_Stored dataset items_

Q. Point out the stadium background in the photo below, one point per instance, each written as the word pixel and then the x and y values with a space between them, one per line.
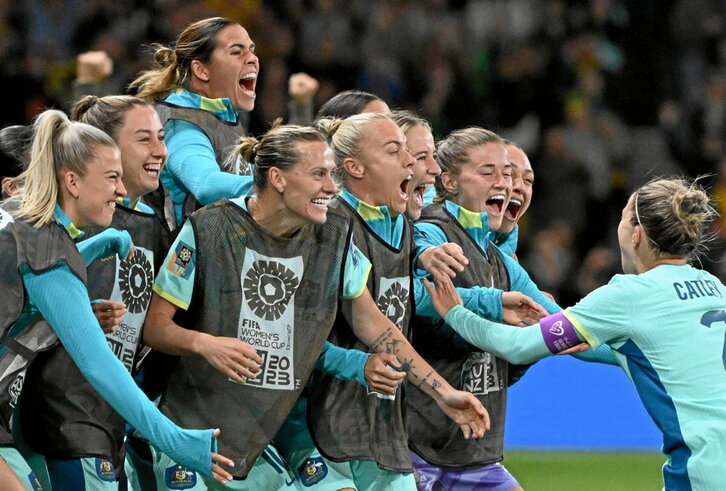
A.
pixel 602 94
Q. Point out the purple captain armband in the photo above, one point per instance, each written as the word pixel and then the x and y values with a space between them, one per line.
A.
pixel 558 332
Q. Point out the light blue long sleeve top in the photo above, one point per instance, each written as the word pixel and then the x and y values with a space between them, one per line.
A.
pixel 483 301
pixel 77 328
pixel 192 166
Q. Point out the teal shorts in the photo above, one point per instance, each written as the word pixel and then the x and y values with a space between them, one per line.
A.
pixel 21 468
pixel 269 473
pixel 313 471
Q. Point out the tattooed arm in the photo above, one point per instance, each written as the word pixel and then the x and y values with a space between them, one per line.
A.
pixel 381 335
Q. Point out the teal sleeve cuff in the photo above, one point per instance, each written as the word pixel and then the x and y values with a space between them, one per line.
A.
pixel 344 364
pixel 104 244
pixel 517 345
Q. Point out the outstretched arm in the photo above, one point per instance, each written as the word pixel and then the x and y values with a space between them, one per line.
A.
pixel 381 335
pixel 516 345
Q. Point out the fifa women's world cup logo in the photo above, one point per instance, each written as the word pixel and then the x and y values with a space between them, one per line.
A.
pixel 135 279
pixel 269 286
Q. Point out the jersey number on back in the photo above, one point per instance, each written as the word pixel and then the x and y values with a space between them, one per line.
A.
pixel 715 316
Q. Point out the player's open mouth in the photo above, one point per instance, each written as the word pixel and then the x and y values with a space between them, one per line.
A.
pixel 247 83
pixel 419 192
pixel 512 210
pixel 404 187
pixel 321 201
pixel 152 169
pixel 495 204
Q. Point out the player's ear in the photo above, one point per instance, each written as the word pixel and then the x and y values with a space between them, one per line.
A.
pixel 638 235
pixel 448 182
pixel 276 179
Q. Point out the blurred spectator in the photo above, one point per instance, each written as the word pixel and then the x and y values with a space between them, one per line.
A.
pixel 603 94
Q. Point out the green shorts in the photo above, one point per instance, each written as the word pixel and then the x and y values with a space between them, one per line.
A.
pixel 269 473
pixel 313 471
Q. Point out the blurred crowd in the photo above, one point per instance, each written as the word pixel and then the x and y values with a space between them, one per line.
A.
pixel 601 94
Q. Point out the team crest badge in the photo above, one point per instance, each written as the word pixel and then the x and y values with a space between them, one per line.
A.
pixel 312 471
pixel 182 261
pixel 392 303
pixel 15 388
pixel 180 477
pixel 105 470
pixel 34 482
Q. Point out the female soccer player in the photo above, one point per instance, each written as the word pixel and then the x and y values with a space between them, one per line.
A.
pixel 663 318
pixel 266 269
pixel 200 85
pixel 73 181
pixel 472 195
pixel 64 418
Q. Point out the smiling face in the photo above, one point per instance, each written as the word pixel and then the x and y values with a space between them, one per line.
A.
pixel 232 71
pixel 522 183
pixel 143 152
pixel 95 193
pixel 385 164
pixel 309 184
pixel 484 182
pixel 420 144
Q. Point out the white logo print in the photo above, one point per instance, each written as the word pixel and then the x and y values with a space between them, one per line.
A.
pixel 267 316
pixel 557 329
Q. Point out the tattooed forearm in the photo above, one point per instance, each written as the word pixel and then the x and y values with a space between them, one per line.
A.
pixel 423 380
pixel 392 346
pixel 382 338
pixel 407 365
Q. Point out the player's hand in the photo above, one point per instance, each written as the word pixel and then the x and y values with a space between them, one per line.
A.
pixel 93 66
pixel 302 88
pixel 520 310
pixel 467 411
pixel 383 373
pixel 575 349
pixel 444 296
pixel 231 356
pixel 109 314
pixel 218 473
pixel 549 295
pixel 446 259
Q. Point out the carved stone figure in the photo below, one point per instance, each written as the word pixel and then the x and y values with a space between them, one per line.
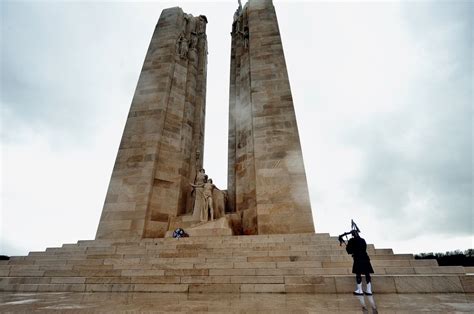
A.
pixel 246 37
pixel 209 208
pixel 201 24
pixel 193 41
pixel 200 201
pixel 182 46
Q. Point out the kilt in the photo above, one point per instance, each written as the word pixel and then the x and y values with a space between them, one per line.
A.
pixel 362 265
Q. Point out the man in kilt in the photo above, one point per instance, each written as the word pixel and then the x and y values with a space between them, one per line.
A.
pixel 358 248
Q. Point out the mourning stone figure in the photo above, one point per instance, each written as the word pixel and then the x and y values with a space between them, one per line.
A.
pixel 200 202
pixel 208 188
pixel 182 46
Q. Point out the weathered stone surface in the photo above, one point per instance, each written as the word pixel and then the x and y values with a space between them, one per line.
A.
pixel 266 176
pixel 164 130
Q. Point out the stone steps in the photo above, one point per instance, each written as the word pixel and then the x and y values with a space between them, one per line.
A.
pixel 249 284
pixel 270 263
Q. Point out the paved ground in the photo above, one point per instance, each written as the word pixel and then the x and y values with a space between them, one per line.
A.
pixel 241 303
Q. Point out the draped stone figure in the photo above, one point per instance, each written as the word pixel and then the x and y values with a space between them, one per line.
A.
pixel 209 208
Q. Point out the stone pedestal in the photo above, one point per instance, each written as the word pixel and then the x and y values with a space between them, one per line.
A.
pixel 218 227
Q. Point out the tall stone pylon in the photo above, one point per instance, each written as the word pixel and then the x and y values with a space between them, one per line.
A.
pixel 163 140
pixel 266 176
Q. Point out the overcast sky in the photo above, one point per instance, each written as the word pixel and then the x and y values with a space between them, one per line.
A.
pixel 383 93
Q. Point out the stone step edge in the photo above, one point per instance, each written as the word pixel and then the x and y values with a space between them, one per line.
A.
pixel 330 284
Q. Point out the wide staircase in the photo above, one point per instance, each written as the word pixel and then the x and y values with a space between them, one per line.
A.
pixel 301 263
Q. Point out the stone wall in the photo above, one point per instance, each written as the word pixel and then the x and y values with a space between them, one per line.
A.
pixel 163 139
pixel 266 179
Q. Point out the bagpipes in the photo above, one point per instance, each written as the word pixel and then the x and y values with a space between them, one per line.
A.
pixel 345 234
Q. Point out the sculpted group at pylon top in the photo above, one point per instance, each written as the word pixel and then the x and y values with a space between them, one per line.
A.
pixel 157 182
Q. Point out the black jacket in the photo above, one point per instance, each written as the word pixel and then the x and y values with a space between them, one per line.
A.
pixel 358 248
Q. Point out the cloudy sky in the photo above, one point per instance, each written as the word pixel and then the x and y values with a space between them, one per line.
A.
pixel 383 94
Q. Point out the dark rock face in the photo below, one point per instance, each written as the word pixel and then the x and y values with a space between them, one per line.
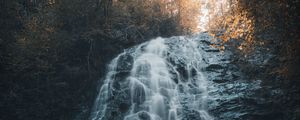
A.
pixel 233 95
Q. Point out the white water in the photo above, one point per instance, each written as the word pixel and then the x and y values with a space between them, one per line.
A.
pixel 165 83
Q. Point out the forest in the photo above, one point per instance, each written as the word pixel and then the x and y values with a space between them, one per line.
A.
pixel 55 54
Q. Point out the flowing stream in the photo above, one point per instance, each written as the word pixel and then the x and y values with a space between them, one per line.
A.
pixel 161 79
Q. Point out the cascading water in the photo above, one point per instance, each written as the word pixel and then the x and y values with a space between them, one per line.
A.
pixel 157 80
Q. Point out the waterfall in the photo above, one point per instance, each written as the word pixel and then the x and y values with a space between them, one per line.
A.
pixel 162 79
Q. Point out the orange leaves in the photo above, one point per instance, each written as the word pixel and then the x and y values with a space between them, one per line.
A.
pixel 189 14
pixel 237 24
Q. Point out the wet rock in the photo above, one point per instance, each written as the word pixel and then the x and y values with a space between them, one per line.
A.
pixel 125 63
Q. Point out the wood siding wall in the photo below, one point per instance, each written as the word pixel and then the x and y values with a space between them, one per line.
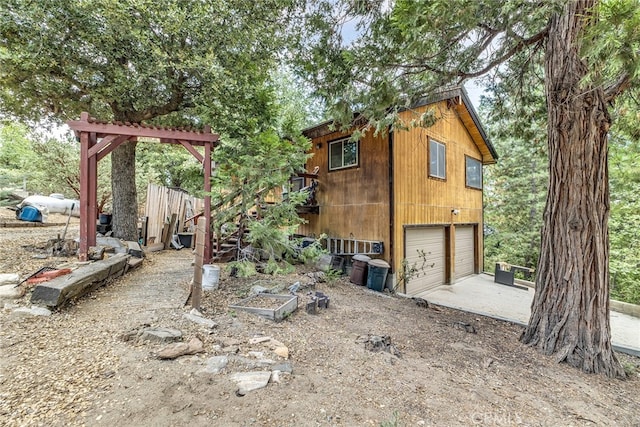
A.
pixel 419 199
pixel 354 202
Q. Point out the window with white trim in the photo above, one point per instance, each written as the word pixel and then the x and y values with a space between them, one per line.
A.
pixel 437 159
pixel 473 173
pixel 343 153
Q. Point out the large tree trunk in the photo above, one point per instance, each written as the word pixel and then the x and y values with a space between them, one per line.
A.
pixel 123 187
pixel 570 311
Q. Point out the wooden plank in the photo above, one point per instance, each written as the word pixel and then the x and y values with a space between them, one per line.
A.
pixel 61 290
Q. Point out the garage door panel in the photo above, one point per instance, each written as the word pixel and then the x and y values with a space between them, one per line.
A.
pixel 425 252
pixel 464 251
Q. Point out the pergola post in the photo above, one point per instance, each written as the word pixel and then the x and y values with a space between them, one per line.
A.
pixel 111 135
pixel 207 200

_To do_
Every line that contains the string "logo" should be copied from the records.

_Solution for this exercise_
Q. Point out the fifa women's world cup logo in the photo above, one point per instance, each written as the word pixel and then the x and y values with a space between them, one per line.
Q. Point out the white logo print in the photo above, one point per instance, each written as the word pixel and then the x and y values with a space between them, one per line.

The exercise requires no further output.